WORK REQUEST >> What is needed here is an exact copy of all the entries below.

Point-per-instance localization data >>

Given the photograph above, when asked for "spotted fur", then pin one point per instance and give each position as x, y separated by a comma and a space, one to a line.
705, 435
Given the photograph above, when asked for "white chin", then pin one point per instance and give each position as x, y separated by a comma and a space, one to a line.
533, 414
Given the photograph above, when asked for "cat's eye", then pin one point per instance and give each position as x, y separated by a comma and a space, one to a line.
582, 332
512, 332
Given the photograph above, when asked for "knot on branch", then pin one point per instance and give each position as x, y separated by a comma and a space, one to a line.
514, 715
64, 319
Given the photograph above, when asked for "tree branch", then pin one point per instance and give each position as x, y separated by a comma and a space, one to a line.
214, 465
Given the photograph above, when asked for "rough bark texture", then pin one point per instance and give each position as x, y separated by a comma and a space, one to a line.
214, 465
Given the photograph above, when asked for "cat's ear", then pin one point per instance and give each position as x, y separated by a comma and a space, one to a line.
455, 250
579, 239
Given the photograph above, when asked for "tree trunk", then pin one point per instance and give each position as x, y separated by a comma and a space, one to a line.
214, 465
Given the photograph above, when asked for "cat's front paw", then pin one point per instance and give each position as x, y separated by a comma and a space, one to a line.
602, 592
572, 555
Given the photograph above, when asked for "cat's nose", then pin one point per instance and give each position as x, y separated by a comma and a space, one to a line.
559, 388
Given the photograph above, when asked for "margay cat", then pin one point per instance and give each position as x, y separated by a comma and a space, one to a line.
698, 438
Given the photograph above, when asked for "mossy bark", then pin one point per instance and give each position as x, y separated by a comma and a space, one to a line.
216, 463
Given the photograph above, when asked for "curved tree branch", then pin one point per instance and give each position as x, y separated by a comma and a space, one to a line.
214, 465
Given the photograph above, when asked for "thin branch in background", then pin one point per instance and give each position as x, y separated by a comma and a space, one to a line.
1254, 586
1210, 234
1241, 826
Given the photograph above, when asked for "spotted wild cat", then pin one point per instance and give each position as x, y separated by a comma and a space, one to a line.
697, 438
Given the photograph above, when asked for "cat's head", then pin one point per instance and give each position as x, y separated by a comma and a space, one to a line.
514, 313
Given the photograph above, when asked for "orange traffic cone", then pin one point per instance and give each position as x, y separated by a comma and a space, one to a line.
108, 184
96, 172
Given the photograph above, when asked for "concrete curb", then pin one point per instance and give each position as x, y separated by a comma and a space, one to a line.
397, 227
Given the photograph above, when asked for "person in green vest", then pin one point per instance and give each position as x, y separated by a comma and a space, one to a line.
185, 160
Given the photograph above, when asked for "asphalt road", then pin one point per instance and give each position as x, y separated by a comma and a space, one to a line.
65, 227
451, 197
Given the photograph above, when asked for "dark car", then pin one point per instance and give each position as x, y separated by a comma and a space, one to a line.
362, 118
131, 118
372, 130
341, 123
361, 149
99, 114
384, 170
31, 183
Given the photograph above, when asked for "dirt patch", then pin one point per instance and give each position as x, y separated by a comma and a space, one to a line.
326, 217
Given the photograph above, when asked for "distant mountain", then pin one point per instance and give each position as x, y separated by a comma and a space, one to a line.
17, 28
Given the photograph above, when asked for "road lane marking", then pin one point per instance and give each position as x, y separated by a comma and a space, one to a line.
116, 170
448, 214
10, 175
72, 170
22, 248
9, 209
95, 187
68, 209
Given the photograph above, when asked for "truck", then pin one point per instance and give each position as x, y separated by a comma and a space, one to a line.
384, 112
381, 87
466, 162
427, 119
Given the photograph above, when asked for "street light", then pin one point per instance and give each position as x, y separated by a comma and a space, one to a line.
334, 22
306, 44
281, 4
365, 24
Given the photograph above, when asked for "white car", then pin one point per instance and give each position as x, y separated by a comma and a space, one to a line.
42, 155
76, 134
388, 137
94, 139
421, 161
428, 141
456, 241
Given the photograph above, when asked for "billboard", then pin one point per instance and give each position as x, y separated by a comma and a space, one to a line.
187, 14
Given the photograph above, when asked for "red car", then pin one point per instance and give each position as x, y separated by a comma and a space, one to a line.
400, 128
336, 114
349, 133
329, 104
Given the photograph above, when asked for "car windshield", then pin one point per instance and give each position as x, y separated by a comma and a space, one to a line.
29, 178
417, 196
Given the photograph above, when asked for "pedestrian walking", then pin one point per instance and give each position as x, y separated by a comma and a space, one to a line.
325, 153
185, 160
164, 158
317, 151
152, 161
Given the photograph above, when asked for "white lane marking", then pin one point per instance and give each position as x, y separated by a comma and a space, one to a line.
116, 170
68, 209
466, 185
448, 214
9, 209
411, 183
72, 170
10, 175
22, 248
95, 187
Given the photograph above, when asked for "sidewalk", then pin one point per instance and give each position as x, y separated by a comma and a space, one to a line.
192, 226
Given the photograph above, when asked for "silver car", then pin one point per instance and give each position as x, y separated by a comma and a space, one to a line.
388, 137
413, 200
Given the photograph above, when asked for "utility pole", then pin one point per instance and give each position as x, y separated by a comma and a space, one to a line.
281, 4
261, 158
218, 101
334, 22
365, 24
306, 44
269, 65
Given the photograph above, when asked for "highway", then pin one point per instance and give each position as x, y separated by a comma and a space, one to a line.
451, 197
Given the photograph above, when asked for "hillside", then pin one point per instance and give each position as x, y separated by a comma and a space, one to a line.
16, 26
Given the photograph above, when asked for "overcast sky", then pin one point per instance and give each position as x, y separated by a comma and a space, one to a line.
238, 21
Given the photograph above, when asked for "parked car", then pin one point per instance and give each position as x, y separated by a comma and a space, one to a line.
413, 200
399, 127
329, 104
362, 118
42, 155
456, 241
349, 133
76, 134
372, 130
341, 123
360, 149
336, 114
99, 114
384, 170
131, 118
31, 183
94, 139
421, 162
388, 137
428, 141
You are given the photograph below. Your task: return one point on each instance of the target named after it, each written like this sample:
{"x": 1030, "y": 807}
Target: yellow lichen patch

SOLUTION FOR THIS EXERCISE >>
Given the photograph above, when asked for "spotted fur", then pin one point per instance and give each position as x, y separated by a comma and a space, one to a line.
705, 435
Given the photograph above, when asked for "white chin", then pin one point per instance and give each position as x, y separated by a comma and a space, one to a line.
533, 414
Given the photograph above, when asked for "cat's eye", then pin one point per instance and give each position as x, y separated by a comma and a space, one to a line.
582, 332
512, 332
Given the photograph above, when asked for "knot on branch", then pin one point per instance and give each position as x, y separated by a comma and a space, one to a line.
514, 715
64, 319
Given the photograph above, when asked for "tree branch", then pin one point per instance and give each position as x, y separated by a comma and a space, one to a line.
214, 465
Given the photograph above, when asked for "rough bark texture", then pin one point per instance and give each position as x, y separated by a comma and a space, one to a line.
214, 465
Given the photograph above, when asked for "cat's ear", then pin one point per instance and give each position as x, y separated by a comma and a space, one to a line.
455, 250
579, 239
Given the photograph above, when asked for "tree trunk", then pin one point per instance and give each position as x, y separated by a comma and a space, one to a line.
214, 465
Given the photograph above, when asked for "cat's front paw", then pin one point per instance and give each position as x, y separated by a comma and a space, one to a line.
602, 592
572, 555
Given the photograph above, when asked for "cat's nose", then pin one point per instance and give each position as x, y separated by a comma and a space, one to a line.
559, 388
Given the photograph above, when asked for "margay cat", then pin one point per instance and give each position as x, y separated by a comma and a space, one to a line.
698, 438
Given the photograph above, when asked for "mossy bark", then pin one point per instance and give each position as x, y separated by a comma and a space, one to a line.
216, 463
Given the photograph above, when asked for "curved tree branch", then pin one point per instance and give each position as x, y separated by a comma and a space, one to a line.
214, 465
Given the photograph above, when asked for "thin branch in background", then pin one point per instance and give each position as x, y separated by a comma and a space, one to a line.
1254, 586
1210, 234
1241, 826
Given the photograph above, when asked for "spotted wild cat", then pin one point per instance and give each position as x, y separated by a comma and a space, one to a line.
697, 438
Given the photograph above, when asked for "cat's head", then pin one point per instance and give each position as x, y separated by a comma and a space, one to a line.
514, 313
Given the photograph above, when asked for "orange traffic cone", then pin one point per instance and give each position as x, y separated by a comma and a space, one to a line.
108, 184
96, 172
Given the photograph above, when asked for "concrete curb", then pin one point per instance and give each position as x, y separated by a comma and a space, one to a line.
397, 227
Given the photograph above, when asked for "person in green vest", then pin one point per instance and give each position as x, y separated by a comma and a space, one to a line.
185, 160
Given the photograph above, when asked for "asphalt road", then pin one point per instance and give each position as x, y separated by a comma and a space, one to a line.
65, 227
451, 197
Given the photograph above, when asked for "dark car", then pin one point per instance and give each position as x, y separated by a comma and a space, one to a line.
362, 118
131, 118
372, 130
341, 123
361, 149
99, 114
384, 170
31, 183
Given the photograph above, when asked for "dirt patch", then pin one point per instance and give each position as x, y separated by a comma and a space, one to a line.
326, 217
Given the photograph above, when asked for "distant mountain", then pin one point per instance and give each position as x, y separated by a comma and a space, one to a line.
17, 28
Given the photograph above, when asked for "road lane marking", then pin one point per instance and give each position as x, y separated by a comma and a space, one to a line.
116, 170
448, 214
10, 175
72, 170
22, 248
9, 209
95, 187
68, 209
Given the photograph above, when asked for "truck", then pin one point per instance and give each position as x, y separated by a comma and a space, one to a line.
384, 112
381, 87
466, 162
427, 119
Given the photograph above, when asked for "street light", then pin one point per instance and give each position as x, y separated by a comma and a space, one to a line.
334, 22
306, 44
281, 4
365, 24
Given the photograph above, when asked for "white car", then pin one point per instance and give each position as x, y separated by a comma and a space, one to a line.
42, 155
76, 134
388, 137
94, 139
421, 161
428, 141
456, 241
Given the photograph above, when asked for "billboard", then pin one point per instance and give each position as x, y separated by a comma and a space, one to a line.
187, 14
Given the photograph above, when asked for "red car", then pin one point per instance and give each position as x, y separated by a comma and a space, one to a line.
400, 128
336, 114
349, 133
329, 104
Given the photograph above, when asked for "car windshield", then pin one point per instance and give each position as x, y separated by a comma and a space, one to a line.
29, 178
417, 196
Given the photograph above, when asked for "pedestrian walking", then pin one point per instance and give each position as x, y separated by a comma and a space, one to a line.
325, 153
185, 160
164, 158
317, 151
152, 161
Given the photograph above, when asked for "white lane marking", then pin one point per instance and give each position as x, y separated by a comma and a space, one to a line.
116, 170
68, 209
466, 185
448, 214
9, 209
411, 183
72, 170
10, 175
22, 248
95, 187
Given the photograph above, when asked for "sidewalk", then pin one point per instance and give each position as x, y separated by a comma and a space, one to a line.
192, 226
Given the photograph above, when asked for "silver car", then pin one point per instance and give each position as x, y separated by a comma and a space, one to a line.
388, 137
413, 200
Given the photograph above, when asked for "utility pole", then pin one point per instance and give each position as x, y separated by a comma and a space, one to a line.
281, 4
261, 158
218, 101
334, 22
365, 24
306, 44
269, 65
Given the photograph above, when asked for "highway", then pin one point per instance and give each position as x, y separated by a comma and a space, one to a line.
451, 197
Given the photograph above, when asked for "hillside", then pin one point per instance and give each position as x, y separated by a comma and a space, one to a line.
16, 26
Given the photograph above, when asked for "overcast sky", then pin one point per instance and give each position as x, y separated by a comma and a space, one to a line.
238, 21
Given the photograph above, when asked for "parked car", then pin one point per instance and give each position as x, y separated by a comma and a space, one to a line.
413, 200
399, 127
329, 104
362, 118
42, 155
456, 241
349, 133
76, 134
372, 130
341, 123
360, 149
336, 114
99, 114
384, 170
131, 118
31, 183
94, 139
421, 162
388, 137
428, 141
You are given the photograph below. Your task: return one point on each instance of the target named after it, each written like this sample:
{"x": 1030, "y": 807}
Target: yellow lichen patch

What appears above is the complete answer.